• Directive: Can you copy the lines word for word, starting with the line that contains "Locate the rocky" and ending with the line that contains "72;171;201;270", both included? Leave the pictures out of your copy.

• Source data:
-- BEGIN --

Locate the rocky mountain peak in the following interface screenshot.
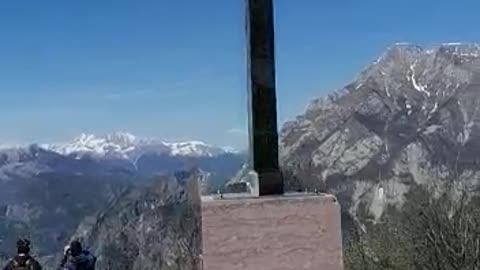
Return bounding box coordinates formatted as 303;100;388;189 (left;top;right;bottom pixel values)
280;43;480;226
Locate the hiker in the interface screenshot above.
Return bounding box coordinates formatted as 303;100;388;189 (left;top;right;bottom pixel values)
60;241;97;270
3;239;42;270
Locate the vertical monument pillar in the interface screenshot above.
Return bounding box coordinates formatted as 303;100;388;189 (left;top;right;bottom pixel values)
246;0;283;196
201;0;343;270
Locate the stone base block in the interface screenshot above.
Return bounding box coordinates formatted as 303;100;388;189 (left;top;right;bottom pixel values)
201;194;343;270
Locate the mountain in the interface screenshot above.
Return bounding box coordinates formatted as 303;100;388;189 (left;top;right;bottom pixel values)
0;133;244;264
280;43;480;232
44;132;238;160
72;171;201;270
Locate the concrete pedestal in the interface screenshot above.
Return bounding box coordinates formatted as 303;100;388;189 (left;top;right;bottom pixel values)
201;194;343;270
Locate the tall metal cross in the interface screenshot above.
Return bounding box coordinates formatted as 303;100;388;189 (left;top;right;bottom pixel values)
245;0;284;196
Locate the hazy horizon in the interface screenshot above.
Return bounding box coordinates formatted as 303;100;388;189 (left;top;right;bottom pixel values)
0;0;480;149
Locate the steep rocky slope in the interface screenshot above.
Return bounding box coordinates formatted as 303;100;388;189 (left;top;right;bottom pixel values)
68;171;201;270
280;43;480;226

-- END --
-- BEGIN --

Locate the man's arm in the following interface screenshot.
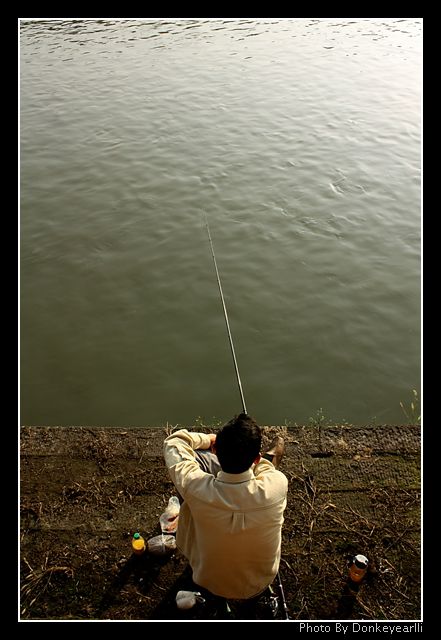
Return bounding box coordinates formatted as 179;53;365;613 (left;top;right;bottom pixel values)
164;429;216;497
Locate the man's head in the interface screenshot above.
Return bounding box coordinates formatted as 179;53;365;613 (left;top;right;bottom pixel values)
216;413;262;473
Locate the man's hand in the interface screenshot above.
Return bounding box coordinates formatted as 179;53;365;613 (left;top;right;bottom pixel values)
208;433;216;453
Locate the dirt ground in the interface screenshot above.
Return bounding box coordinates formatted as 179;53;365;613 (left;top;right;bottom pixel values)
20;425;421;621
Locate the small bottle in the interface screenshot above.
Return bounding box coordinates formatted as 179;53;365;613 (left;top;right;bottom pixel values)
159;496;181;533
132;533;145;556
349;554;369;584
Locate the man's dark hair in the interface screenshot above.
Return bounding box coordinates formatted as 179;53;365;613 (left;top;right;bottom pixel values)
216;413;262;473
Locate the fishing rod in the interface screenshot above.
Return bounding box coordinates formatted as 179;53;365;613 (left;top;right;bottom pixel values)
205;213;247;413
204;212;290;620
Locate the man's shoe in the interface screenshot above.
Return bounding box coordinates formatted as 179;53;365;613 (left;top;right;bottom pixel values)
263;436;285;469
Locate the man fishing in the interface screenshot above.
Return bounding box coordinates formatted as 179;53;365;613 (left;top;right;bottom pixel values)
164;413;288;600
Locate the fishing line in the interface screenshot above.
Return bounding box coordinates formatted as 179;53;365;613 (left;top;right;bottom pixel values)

-- END --

• Completed task:
Locate the rocky mountain peak in the following interface screenshot.
Return bounding box coordinates formatted as 303;100;388;189 (left;top;right;bottom pixel values)
280;43;480;226
Locate the hiker in the interface screenshot above.
Return bounding box coordinates formatted as 303;100;388;189 (left;top;right;bottom pixel values)
60;241;97;270
3;239;42;270
Locate the vertical monument pillar in the interface screenshot above.
Return bounding box coordinates formatted as 303;100;388;189 (left;top;right;bottom pixel values)
246;0;283;196
201;0;343;270
Locate the stone base block in the interface screenshot above.
Return bounding box coordinates formatted as 303;100;388;189 (left;top;right;bottom pixel values)
201;194;343;270
Locate the mountain in the interface screenshot above.
Return bounding box coordinates formatted as 303;100;388;189 (left;top;right;bottom pixel values)
0;133;244;264
280;43;480;232
44;132;238;160
72;171;201;270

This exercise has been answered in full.